[Extracted records]
☆ ☆ ☆

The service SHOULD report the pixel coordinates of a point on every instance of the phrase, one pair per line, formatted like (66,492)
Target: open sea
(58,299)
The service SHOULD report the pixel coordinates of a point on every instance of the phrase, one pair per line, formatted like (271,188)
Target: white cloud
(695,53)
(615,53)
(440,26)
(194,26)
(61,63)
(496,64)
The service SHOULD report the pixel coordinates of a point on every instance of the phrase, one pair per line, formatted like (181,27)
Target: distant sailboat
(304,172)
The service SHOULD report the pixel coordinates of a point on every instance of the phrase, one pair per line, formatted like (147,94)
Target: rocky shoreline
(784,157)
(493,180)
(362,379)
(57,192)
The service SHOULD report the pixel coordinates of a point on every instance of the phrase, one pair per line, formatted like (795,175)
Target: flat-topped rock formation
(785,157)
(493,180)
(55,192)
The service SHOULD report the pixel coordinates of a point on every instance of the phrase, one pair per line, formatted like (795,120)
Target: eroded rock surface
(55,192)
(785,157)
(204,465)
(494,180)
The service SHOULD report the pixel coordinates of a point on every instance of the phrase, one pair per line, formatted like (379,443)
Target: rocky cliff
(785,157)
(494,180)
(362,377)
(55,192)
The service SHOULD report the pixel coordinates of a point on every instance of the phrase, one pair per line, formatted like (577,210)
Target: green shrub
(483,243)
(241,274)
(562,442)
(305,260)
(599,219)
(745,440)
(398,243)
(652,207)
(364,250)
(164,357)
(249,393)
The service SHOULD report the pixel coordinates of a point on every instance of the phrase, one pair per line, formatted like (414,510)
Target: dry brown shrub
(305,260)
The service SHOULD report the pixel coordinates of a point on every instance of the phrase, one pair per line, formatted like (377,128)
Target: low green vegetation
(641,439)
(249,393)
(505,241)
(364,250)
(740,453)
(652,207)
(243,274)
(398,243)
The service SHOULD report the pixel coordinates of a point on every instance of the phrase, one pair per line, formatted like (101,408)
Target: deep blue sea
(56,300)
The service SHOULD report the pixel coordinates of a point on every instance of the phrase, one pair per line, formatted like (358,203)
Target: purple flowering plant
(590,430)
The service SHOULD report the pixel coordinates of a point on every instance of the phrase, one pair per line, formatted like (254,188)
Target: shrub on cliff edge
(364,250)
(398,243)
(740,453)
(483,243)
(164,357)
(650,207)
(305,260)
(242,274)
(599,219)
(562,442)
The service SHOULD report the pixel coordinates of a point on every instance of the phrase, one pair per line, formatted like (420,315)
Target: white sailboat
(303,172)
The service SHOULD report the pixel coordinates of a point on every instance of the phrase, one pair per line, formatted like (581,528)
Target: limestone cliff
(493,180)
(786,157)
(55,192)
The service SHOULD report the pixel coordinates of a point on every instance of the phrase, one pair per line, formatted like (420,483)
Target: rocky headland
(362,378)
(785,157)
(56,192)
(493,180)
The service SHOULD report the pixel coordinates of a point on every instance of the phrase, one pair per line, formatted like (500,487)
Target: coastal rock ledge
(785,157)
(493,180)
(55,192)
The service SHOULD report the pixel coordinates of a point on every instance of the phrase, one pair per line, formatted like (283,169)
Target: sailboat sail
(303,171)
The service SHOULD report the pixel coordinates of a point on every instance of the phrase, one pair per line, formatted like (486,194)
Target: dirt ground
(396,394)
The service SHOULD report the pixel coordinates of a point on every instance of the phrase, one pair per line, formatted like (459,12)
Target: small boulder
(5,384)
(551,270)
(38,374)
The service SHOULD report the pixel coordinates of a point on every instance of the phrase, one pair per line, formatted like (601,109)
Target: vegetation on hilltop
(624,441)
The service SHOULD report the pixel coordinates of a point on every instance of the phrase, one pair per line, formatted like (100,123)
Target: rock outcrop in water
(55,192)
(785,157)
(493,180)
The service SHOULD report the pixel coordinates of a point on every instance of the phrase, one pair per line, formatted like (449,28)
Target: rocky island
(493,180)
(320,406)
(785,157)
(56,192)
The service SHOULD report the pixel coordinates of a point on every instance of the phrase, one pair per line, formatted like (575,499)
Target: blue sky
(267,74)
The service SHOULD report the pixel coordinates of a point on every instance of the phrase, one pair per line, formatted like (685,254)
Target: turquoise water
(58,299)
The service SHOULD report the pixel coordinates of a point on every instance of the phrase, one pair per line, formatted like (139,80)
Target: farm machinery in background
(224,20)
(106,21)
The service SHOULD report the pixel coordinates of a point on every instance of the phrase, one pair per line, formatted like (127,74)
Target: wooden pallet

☆ ☆ ☆

[Goal of the exercise]: Transcribe the entire listing above precisely.

[Solution for this exercise]:
The service SHOULD report the pixel coordinates of a point on every instance of the phrase, one pair per line, formatted like (66,492)
Target: open sea
(58,299)
The service SHOULD report the pixel coordinates of a point on every instance of the phrase, one pair per line, formatted like (271,188)
Target: white cloud
(695,53)
(615,53)
(440,26)
(194,26)
(61,63)
(496,64)
The service SHOULD report the pixel coordinates of a point on every instance of the phrase, one pair per line, formatted like (181,27)
Target: distant sailboat
(304,172)
The service SHOULD report the pixel coordinates of a point on every instance of the phrase, one pair per line, formatted like (147,94)
Target: rocky shoreline
(784,157)
(493,180)
(362,379)
(57,192)
The service SHOULD report the pixel coordinates of a point on every instance of the phrase, one pair per line, formatted like (795,175)
Target: flat-topped rock formation
(785,157)
(493,180)
(55,192)
The service SHOULD report the pixel coordinates of a point on every instance of the phrase, one pair per line, formatted like (795,120)
Target: eroded rock surface
(55,192)
(785,157)
(204,465)
(494,180)
The service SHOULD report the pixel coordinates of a point on every instance of the phrase, one pair per line, formatted like (379,443)
Target: rocky cliff
(785,157)
(494,180)
(362,377)
(55,192)
The service SHOULD report the pixel coordinates of a point on every instance of the phrase, one pair per line, formatted like (577,210)
Target: green shrub
(483,243)
(241,274)
(562,442)
(305,260)
(599,219)
(745,440)
(398,243)
(652,207)
(364,250)
(164,357)
(249,393)
The service SHOULD report the pixel coordinates of a point on every instance of the phrase, one pair per line, formatted like (414,510)
Target: dry brown shrub
(305,260)
The service SHOULD report the pixel coordinates of a point on every instance of the phrase, one pair per line, formatted like (377,128)
Target: low green vegetation
(641,439)
(249,393)
(505,241)
(364,250)
(740,453)
(652,207)
(243,274)
(398,243)
The service SHOULD report the pixel coordinates of a point on every instance of the phrase, one pair per line, formatted like (101,408)
Target: deep blue sea
(56,300)
The service SHOULD report the pixel coordinates of a point on every instance of the phrase, one pair per line, formatted like (358,203)
Target: purple flowering plant
(590,430)
The service SHOULD report the pixel coordinates of a point on every instance of the phrase, one pair per line, formatted like (254,188)
Target: shrub on cliff edge
(364,250)
(398,243)
(740,453)
(483,243)
(164,357)
(650,207)
(305,260)
(242,274)
(599,219)
(562,442)
The service SHOULD report the pixel coordinates of a point on every instance of the phrase, one pair per line, formatted like (420,315)
Target: white sailboat
(303,172)
The service SHOULD report the pixel coordinates of a point on every instance of the phrase, one pair per line, formatted like (581,528)
Target: limestone cliff
(493,180)
(786,157)
(55,192)
The service SHOULD report the pixel coordinates of a point on every instance of the phrase, one pair per line, formatted like (420,483)
Target: rocky headland
(362,378)
(785,157)
(56,192)
(493,180)
The service SHOULD report the pixel coordinates of a point on every instance of the phrase, one pair per line, formatted like (500,487)
Target: coastal rock ledge
(785,157)
(493,180)
(55,192)
The service SHOULD report the pixel coordinates of a point on every instance of the phrase, one pair per line, formatted like (283,169)
Target: sailboat sail
(303,171)
The service SHOULD report the pixel coordinates of a point on every instance of the phrase, one pair per line, formatted like (486,194)
Target: dirt ground
(396,394)
The service SHOULD report the pixel coordinates of a point on every instance of the phrase, one pair per line, formatted like (459,12)
Target: small boulder
(5,384)
(551,270)
(38,374)
The service SHOULD report the pixel coordinates of a point on every instance of the phrase, one pair per line, formatted like (601,109)
Target: vegetation on hilltop
(624,441)
The service SHOULD report the pixel coordinates of a point on every instance of the phrase, one pair per line, formatted like (100,123)
Target: rock outcrop in water
(55,192)
(785,157)
(493,180)
The service SHOULD report the pixel coordinates of a point on every instance of the phrase, one pair per line, formatted like (449,28)
Target: rocky island
(493,180)
(320,406)
(785,157)
(56,192)
The service SHOULD report the pixel coordinates of a point on every instance of the phrase, one pair per line, formatted like (575,499)
Target: blue sky
(267,74)
The service SHOULD report the pixel coordinates of a point on every instance of the phrase, one pair per line, formatted like (685,254)
Target: turquoise water
(58,299)
The service SHOULD report the pixel coordinates of a point on every instance of the phrase, one pair per line, formatted like (139,80)
Target: farm machinery in background
(224,20)
(106,21)
The service SHOULD report the pixel coordinates of a point on every instance of the phrase, one pair per line, formatted like (127,74)
Target: wooden pallet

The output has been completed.